> **WORK TO BE COMPLETED**
Please give only the number of lines in the rows below that contain the string "field". Uppercase and lowercase letters must match.

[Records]
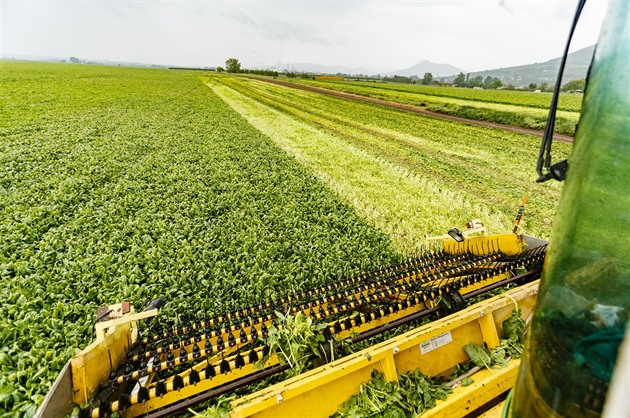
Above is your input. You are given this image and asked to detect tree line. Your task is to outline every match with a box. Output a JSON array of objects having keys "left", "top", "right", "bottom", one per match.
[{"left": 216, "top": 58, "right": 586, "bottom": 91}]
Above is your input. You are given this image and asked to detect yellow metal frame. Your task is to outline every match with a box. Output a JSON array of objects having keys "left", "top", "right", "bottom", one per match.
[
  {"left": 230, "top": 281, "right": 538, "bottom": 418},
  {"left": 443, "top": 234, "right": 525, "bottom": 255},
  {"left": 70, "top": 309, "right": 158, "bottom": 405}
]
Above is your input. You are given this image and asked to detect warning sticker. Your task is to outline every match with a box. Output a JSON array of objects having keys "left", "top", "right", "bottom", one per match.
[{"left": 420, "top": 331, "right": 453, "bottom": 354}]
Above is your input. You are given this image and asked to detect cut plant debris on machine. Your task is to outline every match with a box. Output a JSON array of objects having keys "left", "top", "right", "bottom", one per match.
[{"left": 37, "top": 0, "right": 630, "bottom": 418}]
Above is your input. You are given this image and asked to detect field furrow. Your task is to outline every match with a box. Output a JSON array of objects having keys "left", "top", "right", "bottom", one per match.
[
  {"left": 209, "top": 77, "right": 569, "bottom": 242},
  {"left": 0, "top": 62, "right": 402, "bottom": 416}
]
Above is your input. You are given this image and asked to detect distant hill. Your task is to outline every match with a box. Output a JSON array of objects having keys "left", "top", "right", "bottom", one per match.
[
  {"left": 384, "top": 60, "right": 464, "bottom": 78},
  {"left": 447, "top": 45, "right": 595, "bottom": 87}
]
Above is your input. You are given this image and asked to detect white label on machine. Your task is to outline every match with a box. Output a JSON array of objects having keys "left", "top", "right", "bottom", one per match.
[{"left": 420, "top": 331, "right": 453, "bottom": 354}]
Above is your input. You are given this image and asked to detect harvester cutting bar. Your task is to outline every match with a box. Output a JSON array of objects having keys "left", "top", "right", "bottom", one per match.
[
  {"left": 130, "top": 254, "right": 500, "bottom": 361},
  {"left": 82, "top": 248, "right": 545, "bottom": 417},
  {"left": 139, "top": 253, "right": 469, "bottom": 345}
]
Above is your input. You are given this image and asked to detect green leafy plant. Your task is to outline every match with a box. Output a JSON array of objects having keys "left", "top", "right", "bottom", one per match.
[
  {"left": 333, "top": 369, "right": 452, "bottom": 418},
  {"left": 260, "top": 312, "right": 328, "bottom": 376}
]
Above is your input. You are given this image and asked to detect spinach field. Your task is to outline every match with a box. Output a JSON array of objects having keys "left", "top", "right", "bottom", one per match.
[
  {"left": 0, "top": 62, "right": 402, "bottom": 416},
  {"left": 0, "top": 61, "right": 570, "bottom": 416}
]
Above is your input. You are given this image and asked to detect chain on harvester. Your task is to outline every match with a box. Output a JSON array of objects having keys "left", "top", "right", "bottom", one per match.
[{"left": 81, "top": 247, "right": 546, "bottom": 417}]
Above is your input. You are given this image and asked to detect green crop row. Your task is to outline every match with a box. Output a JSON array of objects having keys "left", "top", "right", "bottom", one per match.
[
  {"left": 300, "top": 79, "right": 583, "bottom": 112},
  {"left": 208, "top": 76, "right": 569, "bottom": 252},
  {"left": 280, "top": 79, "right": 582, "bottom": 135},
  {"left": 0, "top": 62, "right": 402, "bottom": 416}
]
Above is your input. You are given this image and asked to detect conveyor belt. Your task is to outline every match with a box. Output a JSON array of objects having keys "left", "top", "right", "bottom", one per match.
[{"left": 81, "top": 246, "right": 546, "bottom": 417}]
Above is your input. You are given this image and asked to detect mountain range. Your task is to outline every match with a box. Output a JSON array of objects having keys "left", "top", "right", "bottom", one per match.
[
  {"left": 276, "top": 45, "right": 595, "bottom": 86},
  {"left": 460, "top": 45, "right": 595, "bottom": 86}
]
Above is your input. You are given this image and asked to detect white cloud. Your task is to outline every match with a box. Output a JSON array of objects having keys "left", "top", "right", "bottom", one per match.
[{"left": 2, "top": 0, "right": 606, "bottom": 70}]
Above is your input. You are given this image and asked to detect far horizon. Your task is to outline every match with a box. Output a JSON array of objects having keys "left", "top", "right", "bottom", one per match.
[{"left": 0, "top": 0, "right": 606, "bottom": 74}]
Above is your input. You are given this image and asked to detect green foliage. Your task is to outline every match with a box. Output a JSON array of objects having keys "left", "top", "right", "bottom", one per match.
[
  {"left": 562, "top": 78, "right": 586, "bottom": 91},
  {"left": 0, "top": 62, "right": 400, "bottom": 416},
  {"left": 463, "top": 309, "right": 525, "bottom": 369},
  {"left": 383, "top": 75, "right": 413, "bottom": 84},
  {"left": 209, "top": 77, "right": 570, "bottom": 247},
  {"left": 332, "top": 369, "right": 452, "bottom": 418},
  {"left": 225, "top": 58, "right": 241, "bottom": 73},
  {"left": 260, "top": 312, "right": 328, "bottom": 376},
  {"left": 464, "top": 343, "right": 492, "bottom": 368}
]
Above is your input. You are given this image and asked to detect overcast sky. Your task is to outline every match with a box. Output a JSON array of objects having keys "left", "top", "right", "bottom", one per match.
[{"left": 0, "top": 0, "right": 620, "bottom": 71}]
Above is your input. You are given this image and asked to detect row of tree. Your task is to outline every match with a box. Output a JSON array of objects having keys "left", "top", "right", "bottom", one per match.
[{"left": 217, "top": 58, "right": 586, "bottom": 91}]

> **SOLUTION TO THIS PROBLEM**
2